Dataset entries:
* * * * * * *
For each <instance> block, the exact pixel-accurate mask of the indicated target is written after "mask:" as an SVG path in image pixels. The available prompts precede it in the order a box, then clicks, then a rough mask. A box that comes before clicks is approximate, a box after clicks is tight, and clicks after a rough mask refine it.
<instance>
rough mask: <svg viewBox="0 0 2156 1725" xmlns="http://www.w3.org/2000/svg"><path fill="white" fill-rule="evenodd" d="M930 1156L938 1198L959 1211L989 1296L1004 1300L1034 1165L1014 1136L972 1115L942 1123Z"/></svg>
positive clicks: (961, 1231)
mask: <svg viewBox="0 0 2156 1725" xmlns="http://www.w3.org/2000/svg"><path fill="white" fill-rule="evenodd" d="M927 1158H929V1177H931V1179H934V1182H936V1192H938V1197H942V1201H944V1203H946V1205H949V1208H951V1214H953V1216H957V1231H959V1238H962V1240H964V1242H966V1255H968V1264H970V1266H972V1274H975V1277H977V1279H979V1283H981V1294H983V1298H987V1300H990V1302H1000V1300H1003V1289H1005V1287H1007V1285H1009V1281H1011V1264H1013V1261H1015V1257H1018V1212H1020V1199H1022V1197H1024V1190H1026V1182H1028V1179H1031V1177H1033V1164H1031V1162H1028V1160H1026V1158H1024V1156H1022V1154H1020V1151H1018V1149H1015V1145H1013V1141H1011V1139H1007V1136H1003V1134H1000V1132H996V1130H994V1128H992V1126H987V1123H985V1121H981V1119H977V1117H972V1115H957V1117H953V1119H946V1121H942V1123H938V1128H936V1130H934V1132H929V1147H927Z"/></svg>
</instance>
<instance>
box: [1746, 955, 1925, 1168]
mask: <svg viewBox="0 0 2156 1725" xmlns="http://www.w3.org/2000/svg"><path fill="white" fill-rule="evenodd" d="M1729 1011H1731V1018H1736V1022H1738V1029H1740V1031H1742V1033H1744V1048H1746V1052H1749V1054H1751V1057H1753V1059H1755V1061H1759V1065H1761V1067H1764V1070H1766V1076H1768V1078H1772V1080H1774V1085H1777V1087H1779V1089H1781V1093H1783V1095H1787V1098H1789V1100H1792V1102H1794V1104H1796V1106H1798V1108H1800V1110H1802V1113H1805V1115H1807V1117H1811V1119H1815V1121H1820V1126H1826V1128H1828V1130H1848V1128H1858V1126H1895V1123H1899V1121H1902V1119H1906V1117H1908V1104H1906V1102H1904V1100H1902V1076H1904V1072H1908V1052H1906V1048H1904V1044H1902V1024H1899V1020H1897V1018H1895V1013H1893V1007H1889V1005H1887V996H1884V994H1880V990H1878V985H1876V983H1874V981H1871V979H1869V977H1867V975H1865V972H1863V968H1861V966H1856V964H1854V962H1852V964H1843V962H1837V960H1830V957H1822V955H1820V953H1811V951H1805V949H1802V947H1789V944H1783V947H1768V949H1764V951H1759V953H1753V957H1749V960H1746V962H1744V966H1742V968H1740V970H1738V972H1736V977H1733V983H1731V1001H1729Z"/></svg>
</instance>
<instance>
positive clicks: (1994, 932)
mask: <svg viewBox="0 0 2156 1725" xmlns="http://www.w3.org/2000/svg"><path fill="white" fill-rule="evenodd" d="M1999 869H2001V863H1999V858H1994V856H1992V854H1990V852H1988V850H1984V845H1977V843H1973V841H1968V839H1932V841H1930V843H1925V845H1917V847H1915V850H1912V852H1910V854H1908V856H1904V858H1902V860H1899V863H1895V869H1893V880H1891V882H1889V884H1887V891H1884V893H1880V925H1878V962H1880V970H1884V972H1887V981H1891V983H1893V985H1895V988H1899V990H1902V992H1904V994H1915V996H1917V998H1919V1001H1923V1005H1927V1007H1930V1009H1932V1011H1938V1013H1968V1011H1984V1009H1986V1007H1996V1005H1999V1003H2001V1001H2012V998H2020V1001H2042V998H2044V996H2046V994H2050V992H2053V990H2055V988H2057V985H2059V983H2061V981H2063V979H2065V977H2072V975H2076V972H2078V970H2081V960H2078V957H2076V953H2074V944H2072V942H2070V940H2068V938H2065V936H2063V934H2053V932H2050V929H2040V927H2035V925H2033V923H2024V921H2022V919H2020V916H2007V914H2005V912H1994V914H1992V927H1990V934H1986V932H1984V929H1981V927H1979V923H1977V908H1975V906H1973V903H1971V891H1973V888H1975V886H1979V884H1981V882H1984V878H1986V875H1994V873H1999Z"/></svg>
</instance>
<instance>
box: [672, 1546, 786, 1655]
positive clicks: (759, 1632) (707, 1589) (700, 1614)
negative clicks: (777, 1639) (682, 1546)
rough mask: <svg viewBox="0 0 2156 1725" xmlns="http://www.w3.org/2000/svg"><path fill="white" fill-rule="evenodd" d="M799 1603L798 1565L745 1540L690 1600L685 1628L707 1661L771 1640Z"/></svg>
* * * * * * *
State only the number of lines in the material above that contain the string "rough".

3